Task prompt:
Recast the material below as a Markdown table with columns Row and Line, from the line containing "point_to SHOULD place one pin on every instance of the concrete" through the last line of the material. Number each line and omit any blank lines.

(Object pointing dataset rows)
——————————

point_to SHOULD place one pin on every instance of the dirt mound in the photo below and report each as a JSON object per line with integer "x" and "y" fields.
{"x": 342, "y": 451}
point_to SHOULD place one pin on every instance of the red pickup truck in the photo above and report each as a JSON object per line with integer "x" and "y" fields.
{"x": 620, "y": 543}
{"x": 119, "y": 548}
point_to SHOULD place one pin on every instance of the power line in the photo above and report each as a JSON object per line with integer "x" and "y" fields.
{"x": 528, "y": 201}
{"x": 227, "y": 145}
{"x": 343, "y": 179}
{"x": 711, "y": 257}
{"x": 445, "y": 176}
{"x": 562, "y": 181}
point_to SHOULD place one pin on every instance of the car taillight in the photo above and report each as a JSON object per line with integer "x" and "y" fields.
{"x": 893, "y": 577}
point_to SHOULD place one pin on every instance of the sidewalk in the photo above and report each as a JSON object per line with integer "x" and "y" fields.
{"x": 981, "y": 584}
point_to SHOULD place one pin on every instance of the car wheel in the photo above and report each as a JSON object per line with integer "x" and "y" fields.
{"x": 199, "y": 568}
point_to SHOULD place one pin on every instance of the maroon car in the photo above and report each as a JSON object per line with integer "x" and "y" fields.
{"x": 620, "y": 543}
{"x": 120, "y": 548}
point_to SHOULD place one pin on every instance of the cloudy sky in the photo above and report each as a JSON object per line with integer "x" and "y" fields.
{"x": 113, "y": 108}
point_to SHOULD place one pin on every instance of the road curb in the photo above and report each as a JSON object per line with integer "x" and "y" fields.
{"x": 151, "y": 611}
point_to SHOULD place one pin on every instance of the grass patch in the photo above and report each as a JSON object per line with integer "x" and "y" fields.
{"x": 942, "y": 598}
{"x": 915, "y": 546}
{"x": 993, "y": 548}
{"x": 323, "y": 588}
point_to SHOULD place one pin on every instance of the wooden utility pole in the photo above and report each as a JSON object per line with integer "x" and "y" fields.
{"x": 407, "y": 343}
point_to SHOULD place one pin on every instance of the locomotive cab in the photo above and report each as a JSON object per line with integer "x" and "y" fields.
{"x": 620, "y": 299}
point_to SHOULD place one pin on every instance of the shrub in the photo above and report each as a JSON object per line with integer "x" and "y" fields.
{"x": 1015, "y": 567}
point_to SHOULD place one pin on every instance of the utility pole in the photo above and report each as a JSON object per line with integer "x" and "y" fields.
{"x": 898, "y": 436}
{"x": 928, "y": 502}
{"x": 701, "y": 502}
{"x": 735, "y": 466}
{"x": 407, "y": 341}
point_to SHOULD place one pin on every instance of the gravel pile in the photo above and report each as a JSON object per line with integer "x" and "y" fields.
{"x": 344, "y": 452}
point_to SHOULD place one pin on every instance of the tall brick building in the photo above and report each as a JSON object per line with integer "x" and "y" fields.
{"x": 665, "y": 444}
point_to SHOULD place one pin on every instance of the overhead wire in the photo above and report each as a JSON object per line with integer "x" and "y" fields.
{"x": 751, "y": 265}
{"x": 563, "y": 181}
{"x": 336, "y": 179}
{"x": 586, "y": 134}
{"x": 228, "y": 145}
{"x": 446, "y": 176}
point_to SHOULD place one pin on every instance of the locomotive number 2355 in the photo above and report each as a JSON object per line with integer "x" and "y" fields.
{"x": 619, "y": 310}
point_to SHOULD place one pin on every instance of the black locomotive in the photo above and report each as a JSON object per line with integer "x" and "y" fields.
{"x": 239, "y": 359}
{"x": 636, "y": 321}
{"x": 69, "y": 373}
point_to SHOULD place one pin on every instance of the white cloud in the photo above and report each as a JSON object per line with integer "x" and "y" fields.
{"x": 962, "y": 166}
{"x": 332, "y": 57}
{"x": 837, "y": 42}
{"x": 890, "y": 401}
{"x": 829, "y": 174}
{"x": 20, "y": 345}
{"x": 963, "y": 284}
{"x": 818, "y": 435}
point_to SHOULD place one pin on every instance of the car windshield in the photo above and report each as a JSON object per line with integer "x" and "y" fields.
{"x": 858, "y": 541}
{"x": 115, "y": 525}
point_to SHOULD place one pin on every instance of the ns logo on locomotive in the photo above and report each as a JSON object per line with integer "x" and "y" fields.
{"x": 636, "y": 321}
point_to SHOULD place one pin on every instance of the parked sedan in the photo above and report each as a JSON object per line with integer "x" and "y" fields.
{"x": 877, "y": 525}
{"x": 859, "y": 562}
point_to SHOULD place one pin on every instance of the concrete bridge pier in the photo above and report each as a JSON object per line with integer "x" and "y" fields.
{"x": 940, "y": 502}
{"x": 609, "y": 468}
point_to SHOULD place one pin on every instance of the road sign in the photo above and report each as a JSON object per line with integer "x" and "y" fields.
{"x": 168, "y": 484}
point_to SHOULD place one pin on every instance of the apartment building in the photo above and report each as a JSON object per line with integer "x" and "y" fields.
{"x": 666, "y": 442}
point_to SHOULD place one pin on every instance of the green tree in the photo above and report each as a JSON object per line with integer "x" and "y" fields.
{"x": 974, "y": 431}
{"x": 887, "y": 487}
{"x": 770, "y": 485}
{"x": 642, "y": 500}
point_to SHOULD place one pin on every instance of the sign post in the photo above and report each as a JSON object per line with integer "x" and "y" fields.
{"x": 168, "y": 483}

——————————

Written reply:
| Row | Line |
|---|---|
| 1 | point_to SHOULD place one pin on every instance of the concrete bridge pier in the photo above and report each as a JSON object per line with integer "x" and "y" fields. |
| 2 | {"x": 940, "y": 502} |
| 3 | {"x": 609, "y": 468} |
| 4 | point_to SHOULD place one pin on every instance of the road sign in the photo above and report each as a JSON object per line with integer "x" and "y" fields. |
| 5 | {"x": 168, "y": 484} |
| 6 | point_to SHOULD place one pin on every instance of the apartment building in the photo above and report each as a JSON object per line with integer "x" and "y" fields. |
| 7 | {"x": 666, "y": 442} |
| 8 | point_to SHOULD place one pin on every instance of the green tree in the photo above and report each as a JSON object per line with integer "x" and "y" fields. |
| 9 | {"x": 974, "y": 431} |
| 10 | {"x": 887, "y": 487} |
| 11 | {"x": 770, "y": 485} |
| 12 | {"x": 642, "y": 500} |
| 13 | point_to SHOULD place one pin on every instance of the sign post in the photo above and report each as a JSON object per line with integer "x" and "y" fields. |
| 14 | {"x": 168, "y": 483} |